| Text segment |
--------------------
4

Problem

I would like to kill a process called raspivid (program which records videos using a Raspberry Pi Camera) but I cannot...

This is how I call it:

#!/bin/bash

#Start recording...
raspivid -w 800 -h 600 -t 15000 -o $1 -v -n -rot 270 >> /home/pi/log/camera_output.txt 2>&1 &

#Waiting the video to be complete
sleep 16

#Killing child process
sudo kill -9 $!

#Killing parent process
sudo kill -9 $$

If I search for this process, it is still there:

pi@raspberrypi ~ $ ps -ef | grep raspivid
root      7238     7234  0 21:53 ?        00:00:00 [raspivid]
pi       17096 14925  0 22:05 pts/0    00:00:00 grep --color=auto raspivid

If I try to kill it, it doesn't die. Instead it changes the parent PID to 1:

pi@raspberrypi ~ $ sudo killall raspivid
pi@raspberrypi ~ $ ps -ef | grep raspivid
root      7238     1  0 21:53 ?        00:00:00 [raspivid]
pi       17196 14925  0 22:05 pts/0    00:00:00 grep --color=auto raspivid
pi@raspberrypi ~ $ sudo killall raspivid

Observations:

  1. The call works fine for a while (2 hours or something) then it starts hanging.
--------------------
| Parts of the exercise |
[a] In the raspivid thread, what does the parent PID of the stuck process change to after an attempt to kill it?
[b] Echo a passage from the raspivid thread verbatim: begin at the words "#!/bin/bash" and stop after the words "sudo kill -9 $!".

| Data extract |
--------------------
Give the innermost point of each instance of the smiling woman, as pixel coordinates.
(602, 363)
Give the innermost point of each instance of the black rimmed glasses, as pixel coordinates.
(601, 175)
--------------------
| Final answers |
[a] 1

[b]
#!/bin/bash

#Start recording...
raspivid -w 800 -h 600 -t 15000 -o $1 -v -n -rot 270 >> /home/pi/log/camera_output.txt 2>&1 &

#Waiting the video to be complete
sleep 16

#Killing child process
sudo kill -9 $!